▶ **Request**
Put the material below into a numbered list with one line per item and no blank lines. Leave out the pictures.
** Start of Dataset content **
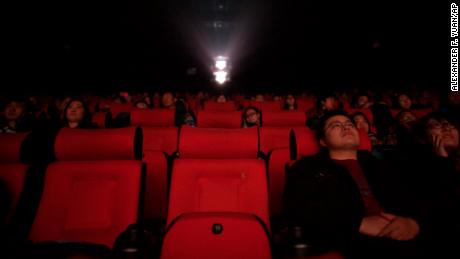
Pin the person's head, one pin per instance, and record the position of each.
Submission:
(328, 102)
(14, 110)
(221, 98)
(361, 121)
(168, 100)
(437, 124)
(259, 98)
(362, 101)
(251, 116)
(406, 118)
(404, 101)
(337, 132)
(141, 104)
(290, 103)
(76, 114)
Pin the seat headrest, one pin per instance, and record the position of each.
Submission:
(219, 119)
(215, 106)
(11, 147)
(218, 143)
(283, 119)
(153, 118)
(302, 142)
(162, 139)
(100, 144)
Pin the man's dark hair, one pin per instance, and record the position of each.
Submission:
(320, 130)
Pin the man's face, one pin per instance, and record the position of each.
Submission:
(14, 110)
(340, 134)
(75, 111)
(446, 131)
(167, 100)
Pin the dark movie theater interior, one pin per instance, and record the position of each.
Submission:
(229, 129)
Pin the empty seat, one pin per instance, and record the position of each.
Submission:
(153, 118)
(215, 106)
(219, 119)
(12, 171)
(216, 235)
(283, 119)
(92, 193)
(159, 145)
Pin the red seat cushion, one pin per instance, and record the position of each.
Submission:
(283, 119)
(219, 119)
(101, 144)
(88, 201)
(215, 106)
(13, 176)
(153, 118)
(192, 236)
(218, 143)
(11, 147)
(213, 185)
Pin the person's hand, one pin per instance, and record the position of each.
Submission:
(373, 225)
(438, 146)
(400, 228)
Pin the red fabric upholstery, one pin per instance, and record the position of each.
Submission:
(100, 119)
(217, 185)
(88, 201)
(219, 119)
(215, 106)
(153, 118)
(11, 147)
(283, 119)
(267, 106)
(303, 143)
(156, 184)
(271, 138)
(277, 179)
(191, 236)
(218, 143)
(160, 139)
(364, 141)
(13, 175)
(101, 144)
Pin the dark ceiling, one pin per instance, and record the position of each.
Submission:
(101, 45)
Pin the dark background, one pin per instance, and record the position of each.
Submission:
(102, 46)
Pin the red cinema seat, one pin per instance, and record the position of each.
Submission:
(283, 119)
(101, 119)
(92, 192)
(222, 107)
(219, 119)
(216, 235)
(267, 106)
(159, 144)
(218, 171)
(153, 118)
(12, 171)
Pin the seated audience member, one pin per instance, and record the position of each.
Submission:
(347, 200)
(362, 123)
(77, 115)
(16, 117)
(290, 103)
(251, 117)
(325, 103)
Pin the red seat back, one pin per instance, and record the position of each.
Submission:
(215, 106)
(153, 118)
(283, 119)
(219, 119)
(218, 143)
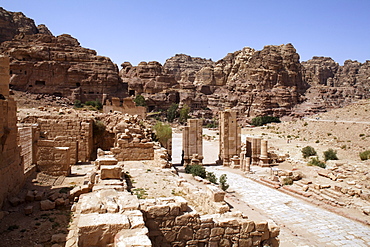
** End of Dataset content **
▶ **Solution to this exercise**
1. Pin the person's head, one pin per instance, and record the position of each.
2. Submission:
3. (328, 102)
4. (14, 110)
5. (221, 98)
6. (361, 121)
7. (168, 100)
8. (437, 124)
9. (259, 98)
10. (362, 101)
11. (251, 116)
12. (406, 118)
13. (404, 101)
14. (337, 132)
15. (141, 104)
16. (290, 103)
17. (76, 114)
18. Pin the seat headrest, one pin per instance, and record the position of each.
19. Submission:
20. (219, 119)
21. (215, 106)
22. (11, 147)
23. (218, 143)
24. (283, 119)
25. (153, 118)
26. (302, 142)
27. (162, 139)
28. (100, 144)
29. Pin the man's dark hair, one pin per instance, and record the position of each.
30. Submission:
31. (320, 130)
32. Pin the man's face, one pin per instance, and record the position of each.
33. Submission:
34. (14, 110)
35. (340, 134)
36. (75, 111)
37. (446, 131)
38. (167, 100)
39. Pin the dark movie theater interior, one pin per instance, and record the position of each.
40. Submission:
41. (229, 129)
42. Pin the empty seat, one pin per instance, and record the position of each.
43. Submission:
44. (153, 118)
45. (215, 106)
46. (219, 119)
47. (12, 171)
48. (216, 235)
49. (283, 119)
50. (92, 193)
51. (159, 145)
52. Pin the red seat cushion, one pin per instance, and record the position of each.
53. Submission:
54. (283, 119)
55. (219, 119)
56. (101, 144)
57. (88, 201)
58. (215, 106)
59. (13, 176)
60. (153, 118)
61. (192, 236)
62. (218, 143)
63. (11, 147)
64. (213, 185)
65. Pin the person's hand, one pin per instance, and record the position of each.
66. Submission:
67. (373, 225)
68. (438, 146)
69. (400, 228)
70. Pin the red fabric upholstery, one pin per instance, and record the position of each.
71. Submission:
72. (100, 119)
73. (217, 185)
74. (88, 201)
75. (219, 119)
76. (215, 106)
77. (153, 118)
78. (11, 147)
79. (283, 119)
80. (267, 106)
81. (303, 143)
82. (156, 184)
83. (271, 138)
84. (277, 179)
85. (191, 236)
86. (218, 143)
87. (160, 139)
88. (364, 141)
89. (13, 175)
90. (101, 144)
91. Pin the dark ceiling, one pin per instance, and record the position of each.
92. Submission:
93. (101, 45)
94. Pin the dark background, one pin per instance, and record the position of each.
95. Submission:
96. (102, 46)
97. Pin the red cinema seat, one pin per instance, and record the position of each.
98. Submission:
99. (283, 119)
100. (101, 119)
101. (92, 192)
102. (222, 107)
103. (219, 119)
104. (216, 235)
105. (267, 106)
106. (159, 144)
107. (218, 171)
108. (153, 118)
109. (12, 171)
110. Pin the seated audience member, one pin per instance, and record the position of each.
111. Submission:
112. (347, 200)
113. (362, 123)
114. (77, 115)
115. (16, 117)
116. (290, 103)
117. (251, 117)
118. (325, 103)
119. Pin the red seat back, one pin per instance, and record the position of each.
120. Submission:
121. (215, 106)
122. (153, 118)
123. (283, 119)
124. (219, 119)
125. (218, 143)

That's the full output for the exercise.